(Instructions for the task)
Copy the items below word for word, starting at the very beginning and ending with the line that contains "[195, 84, 213, 106]]", which you should include. Leave the pictures out of your copy.

------ Record set

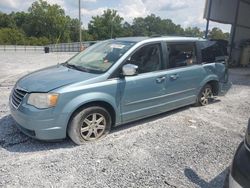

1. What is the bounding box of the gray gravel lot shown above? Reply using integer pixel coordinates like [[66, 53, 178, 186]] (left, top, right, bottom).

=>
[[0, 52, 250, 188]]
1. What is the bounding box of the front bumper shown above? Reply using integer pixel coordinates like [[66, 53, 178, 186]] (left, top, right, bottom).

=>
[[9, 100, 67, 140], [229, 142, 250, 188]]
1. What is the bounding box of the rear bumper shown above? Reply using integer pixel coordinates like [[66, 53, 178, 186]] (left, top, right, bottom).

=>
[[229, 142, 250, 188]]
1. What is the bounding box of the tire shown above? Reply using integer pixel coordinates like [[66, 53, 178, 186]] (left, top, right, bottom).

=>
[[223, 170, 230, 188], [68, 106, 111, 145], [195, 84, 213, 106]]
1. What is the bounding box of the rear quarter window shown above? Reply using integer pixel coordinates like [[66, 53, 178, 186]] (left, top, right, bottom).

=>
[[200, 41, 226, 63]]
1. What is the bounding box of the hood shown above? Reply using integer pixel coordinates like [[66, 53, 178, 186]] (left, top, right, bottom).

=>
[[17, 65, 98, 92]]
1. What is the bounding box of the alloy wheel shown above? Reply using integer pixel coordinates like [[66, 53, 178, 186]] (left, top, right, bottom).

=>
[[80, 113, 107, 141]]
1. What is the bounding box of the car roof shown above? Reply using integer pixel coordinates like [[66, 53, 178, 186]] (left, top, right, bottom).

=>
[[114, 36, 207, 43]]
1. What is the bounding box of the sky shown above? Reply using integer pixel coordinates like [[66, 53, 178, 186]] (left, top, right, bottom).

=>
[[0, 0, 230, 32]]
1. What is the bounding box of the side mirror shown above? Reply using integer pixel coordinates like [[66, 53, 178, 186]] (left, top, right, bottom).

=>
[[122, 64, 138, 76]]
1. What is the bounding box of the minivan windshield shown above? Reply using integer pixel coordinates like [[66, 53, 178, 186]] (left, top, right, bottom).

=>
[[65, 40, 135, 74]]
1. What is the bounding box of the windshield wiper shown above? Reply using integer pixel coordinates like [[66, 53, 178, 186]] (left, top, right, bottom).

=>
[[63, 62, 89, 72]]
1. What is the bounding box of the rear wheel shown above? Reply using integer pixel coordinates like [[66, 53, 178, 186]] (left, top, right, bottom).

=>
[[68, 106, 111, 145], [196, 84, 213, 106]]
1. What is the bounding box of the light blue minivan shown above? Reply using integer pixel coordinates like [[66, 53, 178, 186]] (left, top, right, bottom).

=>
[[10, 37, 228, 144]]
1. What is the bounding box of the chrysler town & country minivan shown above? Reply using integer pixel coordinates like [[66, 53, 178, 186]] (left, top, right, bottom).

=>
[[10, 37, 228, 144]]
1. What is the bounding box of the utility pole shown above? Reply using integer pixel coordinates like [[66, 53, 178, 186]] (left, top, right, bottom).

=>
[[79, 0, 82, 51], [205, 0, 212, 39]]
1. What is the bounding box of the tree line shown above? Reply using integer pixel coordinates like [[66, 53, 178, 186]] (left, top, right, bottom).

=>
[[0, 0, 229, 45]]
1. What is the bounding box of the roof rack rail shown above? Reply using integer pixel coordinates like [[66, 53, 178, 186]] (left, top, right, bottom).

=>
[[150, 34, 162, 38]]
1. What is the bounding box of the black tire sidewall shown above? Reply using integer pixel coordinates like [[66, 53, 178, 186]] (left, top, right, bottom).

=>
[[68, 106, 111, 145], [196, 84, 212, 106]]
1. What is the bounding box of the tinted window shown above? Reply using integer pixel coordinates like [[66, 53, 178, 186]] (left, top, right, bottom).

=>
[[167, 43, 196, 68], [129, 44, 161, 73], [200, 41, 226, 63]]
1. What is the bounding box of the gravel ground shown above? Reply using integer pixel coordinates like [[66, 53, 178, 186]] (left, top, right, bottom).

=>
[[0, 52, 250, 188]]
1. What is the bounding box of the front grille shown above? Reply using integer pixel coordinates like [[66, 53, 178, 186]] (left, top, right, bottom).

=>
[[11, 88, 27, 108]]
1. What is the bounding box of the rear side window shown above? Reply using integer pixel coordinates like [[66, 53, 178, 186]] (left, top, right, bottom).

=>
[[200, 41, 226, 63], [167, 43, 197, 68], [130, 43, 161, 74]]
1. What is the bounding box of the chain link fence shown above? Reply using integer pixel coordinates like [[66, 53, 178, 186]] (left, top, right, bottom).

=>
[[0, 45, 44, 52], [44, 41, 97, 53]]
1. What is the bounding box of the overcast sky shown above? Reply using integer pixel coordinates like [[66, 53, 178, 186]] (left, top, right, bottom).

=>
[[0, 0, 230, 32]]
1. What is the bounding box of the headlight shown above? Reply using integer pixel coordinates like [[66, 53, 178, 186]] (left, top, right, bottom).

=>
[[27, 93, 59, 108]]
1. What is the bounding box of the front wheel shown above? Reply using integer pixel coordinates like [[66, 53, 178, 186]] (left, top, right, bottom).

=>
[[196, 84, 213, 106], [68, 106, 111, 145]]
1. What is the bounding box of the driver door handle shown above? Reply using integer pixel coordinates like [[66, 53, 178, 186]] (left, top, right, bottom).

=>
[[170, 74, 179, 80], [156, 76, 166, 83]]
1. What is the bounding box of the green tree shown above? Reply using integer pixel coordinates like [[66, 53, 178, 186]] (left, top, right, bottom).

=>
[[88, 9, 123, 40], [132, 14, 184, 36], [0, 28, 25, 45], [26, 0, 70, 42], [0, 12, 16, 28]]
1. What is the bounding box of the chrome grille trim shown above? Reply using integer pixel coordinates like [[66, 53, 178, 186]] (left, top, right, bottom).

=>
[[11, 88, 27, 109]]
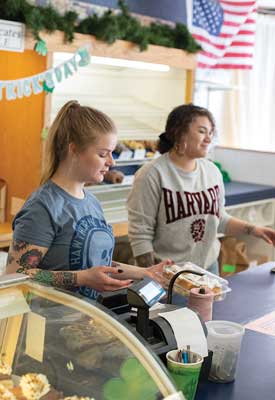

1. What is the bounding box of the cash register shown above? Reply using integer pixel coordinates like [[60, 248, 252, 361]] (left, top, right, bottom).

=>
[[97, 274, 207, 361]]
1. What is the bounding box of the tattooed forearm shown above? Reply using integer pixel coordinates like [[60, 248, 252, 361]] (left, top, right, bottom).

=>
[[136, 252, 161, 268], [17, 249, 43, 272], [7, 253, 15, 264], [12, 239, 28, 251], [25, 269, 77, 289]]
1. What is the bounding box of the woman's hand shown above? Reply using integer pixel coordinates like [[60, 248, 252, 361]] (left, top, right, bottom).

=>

------------

(Exercise solution)
1. What is the bounding box of the gray gravel lot shown above? Reply using integer pixel coordinates like [[66, 53, 178, 186]] (left, top, right, bottom).

=>
[[0, 52, 250, 188]]
1. What is the bounding box of the front bumper shown above? Reply using integer pixel coordinates like [[66, 53, 178, 186]] (left, top, right, bottom).

=>
[[9, 100, 67, 140], [229, 142, 250, 188]]
1. What is the bounding box of the rear bumper shown above? Reply using integer pixel coordinates like [[66, 53, 178, 186]] (left, top, right, bottom).

=>
[[229, 142, 250, 188]]
1. What is the bounding box of the tire shown above? Reply using integer pixel coordinates like [[66, 53, 178, 186]] (left, top, right, bottom).

=>
[[223, 170, 230, 188], [68, 106, 111, 145], [195, 84, 213, 106]]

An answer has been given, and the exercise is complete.